[Work to do] In the passage below about drugs and the dream of moving to England, which drug did the writer discover in 1996?

[Extracted text]

+ + +

Ever since I was taken to England by my mother when I was a young boy I had a burning desire to return.  In fact during my final school years it was all that I wanted to do.  When I started working at Belvoir Boys I was determined to save my earnings and move to England within a year.  Things happened, drugs being one of them, and I never achieved that.  Instead I started partying and clubbing all weekend, the money I could have saved and paid for my move back to England, all gone up in smoke and down in drink.

Again when I broke up with Billy and started working at Brett's Boys.  It was only going to be for 6 months or so, only long enough for me to save enough money to be able to get away from Australia and move permanently to England.  Unfortunately my drug habit soared out of control within a few months and then Matty came along.  I know that without the distorting effect of drugs that my infatuation with Matty would have been short lived.

But by this stage, even when I contemplated a move overseas - something I often did when Matty was on one of his benders and verbally or physically assaulting me - I couldn't imagine how I would last on a 24 hour flight without drugs.  Even worse what would I do  and how would I cope once I arrived and I wouldn't know where to get drugs from?! It was the same when Matty was verbally or physically abusing me.  I would often think of leaving him but then I would wonder how I would cope without money and therefor without drugs.  I would rather live in fear and misery than go without drugs!

These now seem ridiculously, pathetic thoughts but they were honestly part of the reason why I didn't try and put some money aside and follow my dream.

Even my decision to become a teacher was influenced by my desire to travel.  Teaching was a job which would allow me to travel and work as well.  At the time it seemed a brilliant and attainable goal.  I would pass my degree, work for 3 or 4 years and then move to England where I could easily get a teaching job.  1996 came and I discovered ecstasy.  I didn't forget my dream, I just knew it was unattainable as any money I could have saved was spent on pills.  Instead I read travel books, watched travel documentaries and got stoned and kept dreaming.

It would be another 3 years before I finally got to travel overseas.  It wouldn't be due to my own efforts at saving and curbing my drug habit - it would be because I had met a wonderful partner who would pay for me to travel with him.

Socially drugs took away many years of my life.  Up until 1985 and Brett's Boys I had led a fairly social life, even while smoking marijuana.  I would go clubbing, have friends around for dinner, go on picnics or to the beach at the weekend, go to museums and art galleries or the cinema regularly.  Life was exciting and eventful.  Within a few months of starting at Brett's Boys my drug taking spiraled out of control and I ceased to do any of these activities.  I would rather stay at the parlour or at home getting stoned.  I was happiest that way or so I believed. What social opportunities and friends I missed out on I will never know.

The biggest loss though was one that I would not realize until it was too late.  It was the loss of my family.  Missing out on sharing my life with my parents and sisters, and more importantly missing out on seeing my nieces and nephews grow up.

+ + +

[Available data]
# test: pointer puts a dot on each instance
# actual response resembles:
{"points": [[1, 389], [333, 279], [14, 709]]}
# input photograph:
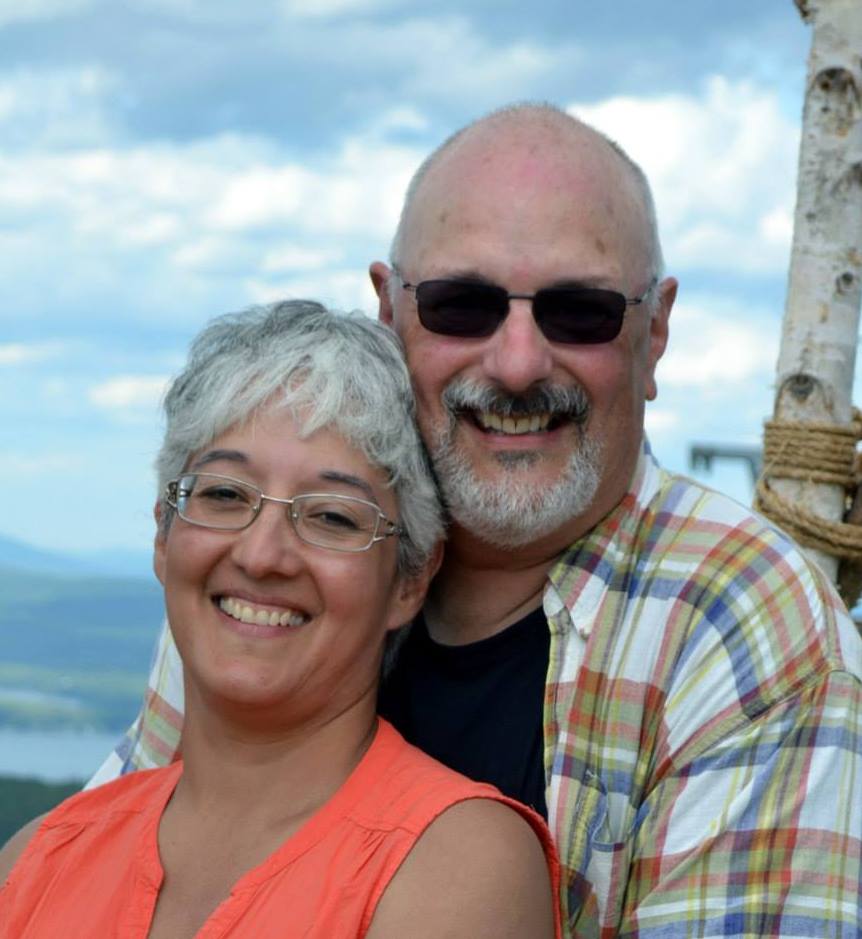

+ + +

[Finished task] Ecstasy.